[start of Task material]

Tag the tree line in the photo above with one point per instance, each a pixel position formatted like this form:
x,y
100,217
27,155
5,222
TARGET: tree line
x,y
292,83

[end of Task material]

- Objective -
Reproduce the lines above exactly as they appear.

- Result for this exercise -
Tag the tree line in the photo above with one point per instance, each a pixel position formatted like this form:
x,y
100,217
27,155
5,222
TARGET: tree line
x,y
292,83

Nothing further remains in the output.